§ PROBLEM:
In the copy you make, keep each entry exactly as it is and leave out all images.

§ SOURCE DATA:
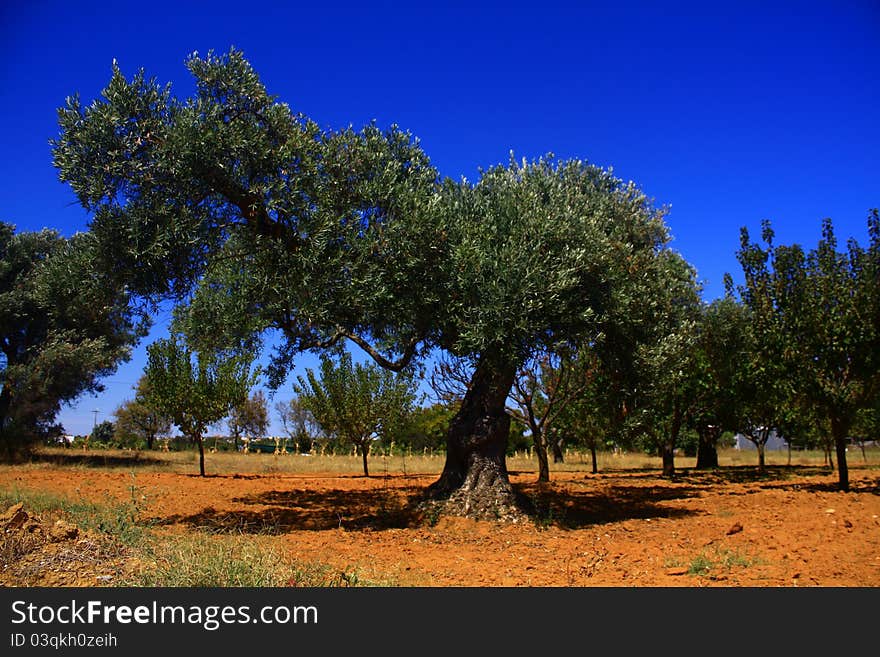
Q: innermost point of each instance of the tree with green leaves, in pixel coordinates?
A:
(63, 327)
(764, 381)
(828, 307)
(541, 391)
(195, 389)
(249, 418)
(102, 434)
(357, 402)
(299, 424)
(276, 227)
(663, 392)
(596, 415)
(138, 422)
(721, 341)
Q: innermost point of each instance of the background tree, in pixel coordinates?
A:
(358, 402)
(829, 304)
(596, 415)
(63, 327)
(327, 237)
(138, 422)
(764, 381)
(299, 424)
(249, 418)
(194, 389)
(102, 434)
(721, 341)
(541, 391)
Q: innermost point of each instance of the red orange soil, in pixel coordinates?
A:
(728, 528)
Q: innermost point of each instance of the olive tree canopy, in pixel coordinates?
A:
(272, 226)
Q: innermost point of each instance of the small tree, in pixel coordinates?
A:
(829, 309)
(102, 433)
(299, 424)
(249, 418)
(137, 420)
(62, 328)
(598, 411)
(721, 341)
(194, 389)
(541, 391)
(357, 402)
(663, 391)
(764, 380)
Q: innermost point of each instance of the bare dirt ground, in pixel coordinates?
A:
(725, 528)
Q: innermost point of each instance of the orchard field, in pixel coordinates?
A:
(109, 518)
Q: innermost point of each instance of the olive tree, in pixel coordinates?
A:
(826, 309)
(63, 327)
(276, 227)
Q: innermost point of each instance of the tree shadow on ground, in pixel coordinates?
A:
(298, 510)
(747, 474)
(569, 509)
(75, 457)
(399, 507)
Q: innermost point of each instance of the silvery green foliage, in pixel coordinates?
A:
(63, 327)
(271, 226)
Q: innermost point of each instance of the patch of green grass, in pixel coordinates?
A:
(118, 520)
(718, 561)
(203, 559)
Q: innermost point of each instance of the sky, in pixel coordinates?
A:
(727, 113)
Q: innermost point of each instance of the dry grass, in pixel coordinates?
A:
(227, 463)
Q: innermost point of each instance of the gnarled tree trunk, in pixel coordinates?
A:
(839, 429)
(474, 481)
(707, 447)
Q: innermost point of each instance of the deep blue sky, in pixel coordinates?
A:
(728, 113)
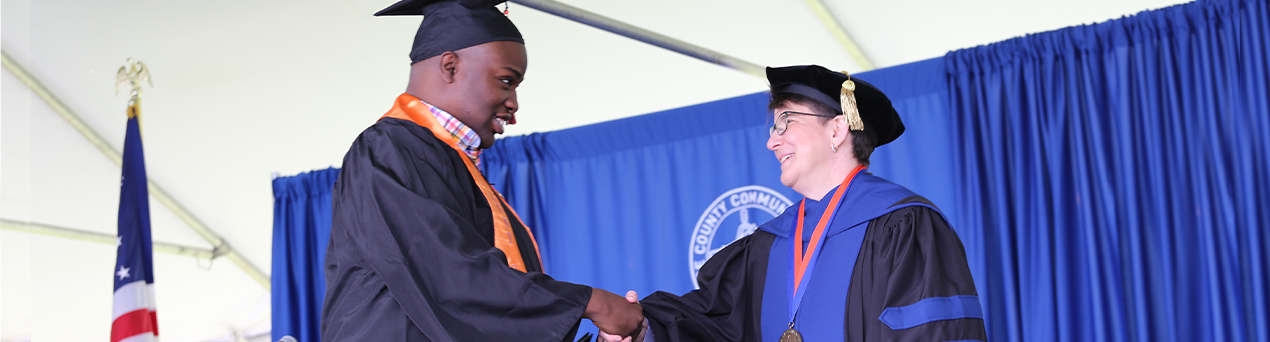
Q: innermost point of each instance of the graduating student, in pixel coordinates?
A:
(860, 258)
(422, 248)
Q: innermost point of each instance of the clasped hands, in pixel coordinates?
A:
(620, 319)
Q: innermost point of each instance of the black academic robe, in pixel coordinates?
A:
(412, 252)
(907, 254)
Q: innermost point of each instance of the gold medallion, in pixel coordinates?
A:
(791, 336)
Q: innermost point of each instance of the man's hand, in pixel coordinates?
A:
(614, 314)
(639, 337)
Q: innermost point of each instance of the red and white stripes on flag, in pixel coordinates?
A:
(135, 319)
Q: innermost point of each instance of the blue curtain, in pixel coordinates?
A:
(1120, 176)
(301, 228)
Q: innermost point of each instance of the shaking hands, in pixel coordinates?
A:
(617, 318)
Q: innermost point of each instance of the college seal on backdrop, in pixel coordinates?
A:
(735, 214)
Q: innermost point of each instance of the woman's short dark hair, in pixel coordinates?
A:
(861, 146)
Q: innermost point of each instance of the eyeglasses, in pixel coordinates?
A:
(782, 121)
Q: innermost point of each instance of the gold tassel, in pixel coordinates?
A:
(848, 104)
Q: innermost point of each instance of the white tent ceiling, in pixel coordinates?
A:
(247, 89)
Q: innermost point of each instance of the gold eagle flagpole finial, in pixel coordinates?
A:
(132, 73)
(848, 104)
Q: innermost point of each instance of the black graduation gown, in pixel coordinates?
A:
(412, 252)
(906, 256)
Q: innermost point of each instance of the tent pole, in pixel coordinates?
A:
(840, 33)
(84, 235)
(633, 32)
(219, 243)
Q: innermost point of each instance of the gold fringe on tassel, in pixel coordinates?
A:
(848, 104)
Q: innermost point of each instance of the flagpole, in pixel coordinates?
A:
(135, 310)
(220, 246)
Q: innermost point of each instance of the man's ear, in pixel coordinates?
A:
(448, 65)
(841, 131)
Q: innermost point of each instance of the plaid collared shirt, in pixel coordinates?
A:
(467, 139)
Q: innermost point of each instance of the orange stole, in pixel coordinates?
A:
(410, 108)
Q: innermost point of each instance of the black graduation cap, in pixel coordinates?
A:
(865, 106)
(454, 24)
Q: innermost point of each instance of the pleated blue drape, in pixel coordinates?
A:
(301, 228)
(1119, 174)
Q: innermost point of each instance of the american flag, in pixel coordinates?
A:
(135, 318)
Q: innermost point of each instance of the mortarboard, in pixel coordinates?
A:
(865, 106)
(454, 24)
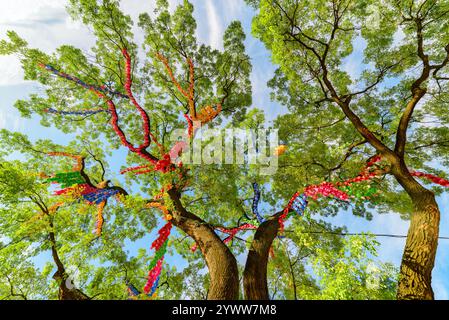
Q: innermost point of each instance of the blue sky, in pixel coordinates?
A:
(45, 24)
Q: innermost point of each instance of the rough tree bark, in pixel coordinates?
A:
(222, 265)
(255, 284)
(61, 277)
(422, 239)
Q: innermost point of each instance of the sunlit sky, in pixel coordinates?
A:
(46, 25)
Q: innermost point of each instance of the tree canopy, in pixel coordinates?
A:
(124, 96)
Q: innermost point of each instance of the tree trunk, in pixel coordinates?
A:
(222, 265)
(422, 241)
(420, 249)
(60, 276)
(255, 284)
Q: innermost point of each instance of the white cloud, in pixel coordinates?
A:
(215, 26)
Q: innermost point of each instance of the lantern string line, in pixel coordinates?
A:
(74, 186)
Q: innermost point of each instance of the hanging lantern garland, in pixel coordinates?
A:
(78, 113)
(437, 180)
(133, 292)
(256, 200)
(102, 89)
(74, 185)
(155, 267)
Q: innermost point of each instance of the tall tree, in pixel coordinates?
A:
(118, 95)
(402, 88)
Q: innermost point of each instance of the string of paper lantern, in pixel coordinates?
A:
(155, 267)
(256, 200)
(102, 89)
(431, 177)
(78, 112)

§ PROBLEM SOLUTION:
Q: innermost point of each instance of the tree with green leaves, in pixel coordinates?
A:
(63, 327)
(764, 381)
(828, 307)
(541, 391)
(195, 389)
(249, 418)
(102, 434)
(357, 402)
(299, 424)
(276, 227)
(663, 392)
(596, 415)
(138, 422)
(721, 341)
Q: innermost point of each instance of the background tree, in pixel coordinates?
A:
(358, 402)
(829, 304)
(596, 415)
(63, 327)
(327, 237)
(138, 422)
(764, 381)
(299, 424)
(249, 418)
(194, 389)
(102, 434)
(721, 341)
(541, 391)
Q: innermost point of each instance of the red orange soil, in pixel coordinates?
A:
(728, 528)
Q: innermost point of each instance of the olive tree canopy, in pixel coordinates?
A:
(272, 226)
Q: innermost point of each instance of the small tree, in pixel coordinates?
A:
(829, 309)
(102, 433)
(299, 424)
(249, 418)
(137, 420)
(62, 328)
(598, 411)
(721, 341)
(194, 389)
(541, 391)
(357, 402)
(663, 391)
(764, 380)
Q: innermost point of each instance of the bare dirt ground, in pixel coordinates?
A:
(725, 528)
Q: innermost point of each instance of the orchard field, in pixel coordinates?
A:
(109, 518)
Q: innermost point of each instance of the olive tree, in pixel coordinates?
A:
(826, 309)
(63, 327)
(276, 227)
Q: innermost point of each instance of the tree shadow on ground, in pixel coordinates?
A:
(298, 510)
(747, 474)
(569, 509)
(75, 457)
(399, 507)
Q: innermost point of each instance of the silvery green foliage, in pixel coordinates?
A:
(63, 327)
(271, 226)
Q: innermost point of each instance of the patch of green grass, in pixel coordinates?
A:
(118, 520)
(718, 561)
(203, 559)
Q: innermost point of each instance of the sky, in pixel coordinates?
A:
(727, 113)
Q: innermost point of each instance of the dry grass, in pixel coordinates?
A:
(227, 463)
Q: innermost point of each instance of the gnarled tree trunk, in pixel coordinates?
A:
(839, 429)
(474, 481)
(707, 447)
Q: innermost point of each instance of the deep blue sky, in pixel coordinates?
A:
(728, 113)
Q: innermost point of each instance of the graduating student, in pixel coordinates?
A:
(860, 258)
(422, 248)
Q: innermost point of each instance of the clasped hands, in pixel coordinates?
A:
(620, 319)
Q: innermost point of each instance of the black academic robe, in pixel coordinates?
A:
(412, 252)
(907, 254)
Q: innermost point of each instance of the gold medallion, in pixel coordinates?
A:
(791, 336)
Q: innermost point of each instance of the man's hand, in pixel coordinates?
A:
(614, 314)
(639, 337)
Q: innermost point of each instance of the red and white stripes on flag, in pixel coordinates?
A:
(135, 319)
Q: innermost point of each instance of the blue curtain, in pixel coordinates?
A:
(1120, 176)
(301, 228)
Q: innermost point of each instance of the shaking hands, in pixel coordinates?
A:
(617, 318)
Q: innermost point of each instance of the college seal on backdrop, in pixel coordinates?
A:
(735, 214)
Q: innermost point of each instance of the woman's short dark hair, in pixel coordinates?
A:
(861, 146)
Q: innermost point of each instance of the eyeglasses, in pixel coordinates?
A:
(782, 121)
Q: innermost point of each instance of the gold tassel, in pixel coordinates?
A:
(848, 104)
Q: innermost point of each instance of the white tent ceiling, in pixel coordinates?
A:
(247, 89)
Q: innermost point of each instance of the gold eagle flagpole finial, in pixel coordinates?
A:
(132, 73)
(848, 104)
Q: innermost point of each instance of the black graduation gown, in pixel coordinates?
A:
(412, 252)
(906, 256)
Q: innermost point of each instance of the tent pole, in pixel coordinates?
A:
(840, 33)
(84, 235)
(633, 32)
(219, 243)
Q: innermost point of each instance of the gold fringe on tassel, in pixel coordinates?
A:
(848, 104)
Q: innermost point of each instance of the flagpole, in pixel coordinates?
A:
(135, 310)
(220, 246)
Q: innermost point of each instance of the man's ear, in pixel coordinates?
A:
(448, 65)
(841, 131)
Q: innermost point of each instance of the plaid collared shirt, in pixel coordinates?
A:
(467, 139)
Q: innermost point of each instance of the orange stole, in pixel coordinates?
A:
(410, 108)
Q: innermost point of each instance of the black graduation cap, in pixel coordinates?
A:
(865, 106)
(454, 24)
Q: innermost point of each instance of the pleated blue drape, in pixel coordinates?
A:
(301, 228)
(1119, 174)
Q: innermost point of each instance of the american flag, in pixel coordinates?
A:
(135, 318)
Q: innermost point of each instance of the mortarboard, in pixel coordinates?
A:
(865, 106)
(454, 24)
Q: innermost point of each instance of the blue sky, in pixel coordinates?
A:
(45, 24)
Q: innermost point of each instance of the rough tree bark, in pixel coordinates?
A:
(222, 265)
(255, 284)
(61, 277)
(422, 239)
Q: innermost point of each instance of the sunlit sky, in pixel coordinates?
A:
(46, 25)
Q: innermost point of each instance of the tree canopy, in pixel coordinates?
A:
(124, 96)
Q: innermost point of each instance of the tree trunk, in pixel coordinates?
A:
(222, 265)
(422, 241)
(420, 249)
(60, 276)
(255, 284)
Q: innermost point of each instance of the white cloud, in pixel coordinates?
A:
(215, 26)
Q: innermost point of each instance of the lantern string line, in pixel coordinates?
A:
(74, 186)
Q: innermost point of each instance of the hanging lantern garland, in pixel coordinates?
A:
(78, 113)
(437, 180)
(133, 292)
(256, 200)
(102, 89)
(74, 185)
(155, 267)
Q: innermost point of each instance of the tall tree, in pixel coordinates?
A:
(118, 95)
(402, 88)
Q: innermost point of each instance of the string of paper lantern, in pixel coordinates?
A:
(155, 267)
(256, 200)
(102, 89)
(431, 177)
(78, 112)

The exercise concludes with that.